Rewrite the records below, switching every "thickest" to "widest" and leaving everything else unchanged.

▸ Task material
--

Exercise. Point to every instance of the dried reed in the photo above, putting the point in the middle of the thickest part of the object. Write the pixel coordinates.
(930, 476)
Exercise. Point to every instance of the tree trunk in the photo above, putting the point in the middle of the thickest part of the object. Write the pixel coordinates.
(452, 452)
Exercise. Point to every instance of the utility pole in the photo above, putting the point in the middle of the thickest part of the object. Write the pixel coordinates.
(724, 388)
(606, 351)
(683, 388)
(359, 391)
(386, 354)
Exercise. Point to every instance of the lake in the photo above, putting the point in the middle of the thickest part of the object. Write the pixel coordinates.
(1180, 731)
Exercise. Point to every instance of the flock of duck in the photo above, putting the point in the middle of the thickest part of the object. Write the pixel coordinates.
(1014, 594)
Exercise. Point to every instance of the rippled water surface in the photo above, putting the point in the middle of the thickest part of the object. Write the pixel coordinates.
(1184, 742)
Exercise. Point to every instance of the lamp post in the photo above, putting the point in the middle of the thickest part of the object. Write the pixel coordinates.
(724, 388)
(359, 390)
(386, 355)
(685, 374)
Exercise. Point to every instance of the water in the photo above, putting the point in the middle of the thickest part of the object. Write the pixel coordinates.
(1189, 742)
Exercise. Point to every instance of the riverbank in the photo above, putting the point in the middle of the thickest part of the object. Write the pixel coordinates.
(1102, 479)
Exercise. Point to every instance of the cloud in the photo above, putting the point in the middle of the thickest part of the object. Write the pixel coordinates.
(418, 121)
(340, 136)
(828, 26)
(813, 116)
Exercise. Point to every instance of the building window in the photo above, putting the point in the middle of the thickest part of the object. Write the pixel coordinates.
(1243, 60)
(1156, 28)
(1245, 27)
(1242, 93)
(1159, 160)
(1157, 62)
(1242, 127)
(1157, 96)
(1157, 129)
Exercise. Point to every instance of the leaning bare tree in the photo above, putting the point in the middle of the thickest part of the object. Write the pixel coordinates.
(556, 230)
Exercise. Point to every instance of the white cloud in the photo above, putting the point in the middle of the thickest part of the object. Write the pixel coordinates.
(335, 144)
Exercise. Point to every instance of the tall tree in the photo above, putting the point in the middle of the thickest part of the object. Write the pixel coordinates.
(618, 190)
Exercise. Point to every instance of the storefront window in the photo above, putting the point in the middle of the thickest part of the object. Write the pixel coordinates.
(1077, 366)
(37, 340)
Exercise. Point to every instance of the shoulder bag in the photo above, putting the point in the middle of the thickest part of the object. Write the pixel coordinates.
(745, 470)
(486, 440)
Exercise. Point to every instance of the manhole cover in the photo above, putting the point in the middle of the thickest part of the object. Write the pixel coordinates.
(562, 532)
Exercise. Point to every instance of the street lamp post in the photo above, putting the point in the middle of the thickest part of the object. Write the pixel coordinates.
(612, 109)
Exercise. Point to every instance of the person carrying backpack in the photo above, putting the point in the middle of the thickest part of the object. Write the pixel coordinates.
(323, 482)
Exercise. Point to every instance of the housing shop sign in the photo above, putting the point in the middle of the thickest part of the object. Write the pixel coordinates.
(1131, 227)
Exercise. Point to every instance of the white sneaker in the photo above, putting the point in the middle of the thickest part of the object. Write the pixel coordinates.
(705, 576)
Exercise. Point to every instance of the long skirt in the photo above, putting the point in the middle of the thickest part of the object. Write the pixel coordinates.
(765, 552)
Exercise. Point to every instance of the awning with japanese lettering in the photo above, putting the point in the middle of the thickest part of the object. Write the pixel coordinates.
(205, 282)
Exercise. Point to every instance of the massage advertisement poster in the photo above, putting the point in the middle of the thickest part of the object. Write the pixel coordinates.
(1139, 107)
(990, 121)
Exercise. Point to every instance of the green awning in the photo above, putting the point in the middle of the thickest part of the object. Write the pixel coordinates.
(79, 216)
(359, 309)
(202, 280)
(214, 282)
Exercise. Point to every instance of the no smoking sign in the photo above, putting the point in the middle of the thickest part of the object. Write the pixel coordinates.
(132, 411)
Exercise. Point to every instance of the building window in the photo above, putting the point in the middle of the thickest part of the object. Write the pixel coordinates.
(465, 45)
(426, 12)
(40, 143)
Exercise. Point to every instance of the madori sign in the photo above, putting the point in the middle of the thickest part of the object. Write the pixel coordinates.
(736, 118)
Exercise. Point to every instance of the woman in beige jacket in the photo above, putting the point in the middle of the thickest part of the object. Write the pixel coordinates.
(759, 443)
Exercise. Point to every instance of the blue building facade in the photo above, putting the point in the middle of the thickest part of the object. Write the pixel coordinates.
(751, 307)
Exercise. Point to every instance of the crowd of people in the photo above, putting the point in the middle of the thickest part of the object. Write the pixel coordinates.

--

▸ Exercise result
Exercise. Point to every instance of the dried reed in the photo above, putting the point in the middle of the widest part of the object. Write the pixel coordinates.
(930, 476)
Exercise. Point to every instance of the tree trunk in the photo above, putting the point in the middle of the widest part of the object. Write the pixel coordinates.
(452, 452)
Exercise. Point to every instance of the utility pole in the photo above, putting the point in the middle of the widest part of the object. Write the pixel coordinates.
(724, 388)
(606, 351)
(683, 388)
(359, 391)
(386, 354)
Exercise. Point to every instance of the lake in the photo above, putting the point in the middle of the widest part of the object. Write the pixel coordinates.
(1180, 731)
Exercise. Point to every instance of the flock of duck in the photo above, putting the point in the middle of the widest part of the object. Write the pixel coordinates.
(1014, 594)
Exercise. Point to every instance of the rippled water surface in the photo above, putting the point in the middle of the widest part of the object. Write the pixel coordinates.
(1184, 742)
Exercise. Point to every instance of the lamp post in the photo above, putting the point in the middle of the widest part of the object. Write the pixel coordinates.
(724, 388)
(359, 390)
(386, 355)
(685, 374)
Exercise. Point to every instance of the water in the photo above, putting the point in the middle of the widest part of the object. Write the pixel coordinates.
(1189, 742)
Exercise. Point to every instance of the riverbank in the photo above, putting the point in the middle of the widest part of the object. Write the pixel coordinates.
(1102, 479)
Exercise. Point to every instance of the cloud in the photo above, putting the point in the middle of the widest part of the object. Write the pixel coordinates.
(418, 121)
(340, 136)
(828, 26)
(813, 116)
Exercise. Point to every instance of the building window in the photo above, putting the point in the middle of the widest part of the object. Write the pixel coordinates.
(1243, 60)
(1156, 28)
(1245, 27)
(1242, 93)
(1159, 160)
(1157, 62)
(1242, 127)
(1157, 96)
(1157, 129)
Exercise. Point to every instance of the leaning bare tree in the photo above, putting the point in the middle of the widest part of the object. Write the pixel coordinates.
(556, 230)
Exercise. Point to every instance of the white cloud in the photo above, putting the point in the middle of the widest part of the object. Write the pixel coordinates.
(335, 144)
Exercise. Point to every instance of the tall tree in the photo above, putting the point in the middle of the widest part of the object. Write the pixel coordinates.
(618, 190)
Exercise. Point to every instance of the storefront window in the photo above, putting the point in the middle of the widest part of the object. Write the pixel coordinates.
(1077, 366)
(37, 340)
Exercise. Point to every instance of the shoulder bag in the photo above, putting the point in the middle of the widest part of the object. Write the pixel coordinates.
(745, 470)
(486, 440)
Exercise. Point to every instance of the manhole cover in the photo above, putting the point in the middle of the widest part of the object. Write the pixel coordinates.
(562, 532)
Exercise. Point to every instance of the street lamp post in the photo above, putting the point in the middle of the widest part of the object. Write the pixel coordinates.
(612, 109)
Exercise. Point to every instance of the person carrying backpack in the photo above, putting the point in the middle of the widest part of the object. Write the pixel coordinates.
(323, 482)
Exercise. Point to every instance of the housing shop sign in the photo above, putting the point in the middle of the widest part of the object. Write the pixel coordinates.
(1131, 227)
Exercise. Point to every instance of the white sneaker in the photo above, putting the point in the middle of the widest part of the object. Write the pixel coordinates.
(705, 576)
Exercise. Point to every instance of the long skirt in the photo above, putting the point in the middle of the widest part of the object. Write the pixel coordinates.
(765, 552)
Exercise. Point to every instance of the awning with japanese lettering in the photo above, putting the point in the middle of the widest part of the object. Write the pixel coordinates.
(205, 282)
Exercise. Point to every instance of the massage advertisement poster in the photo above, putting the point in the middle of the widest part of the object. Write the pixel coordinates.
(1139, 107)
(990, 121)
Exercise. Point to every instance of the green awning in the photo above, putting the point in the middle of the widest part of the object. Write the pixel coordinates.
(79, 216)
(359, 309)
(202, 280)
(214, 282)
Exercise. Point to every instance of the no smoking sign in the photo above, putting the point in the middle of the widest part of the object. Write the pixel coordinates.
(132, 411)
Exercise. Point to every instance of the building window in the photo above, putting the point in the middle of the widest part of the object. Write the pixel coordinates.
(465, 45)
(426, 12)
(40, 143)
Exercise. Point to every instance of the madori sign in the photo above, putting the point in the middle of the widest part of the object. Write the pixel coordinates.
(736, 118)
Exercise. Point to every instance of the woman in beige jacket in the photo above, putting the point in the middle of the widest part of the object. Write the pixel coordinates.
(759, 443)
Exercise. Point to every instance of the blue building facade in the photo above, putting the point in the middle of the widest part of the object. Write the pixel coordinates.
(751, 307)
Exercise. Point to every instance of the crowd of people in the photo above, putting the point in the middle of the widest part of the object. Write the pixel coordinates.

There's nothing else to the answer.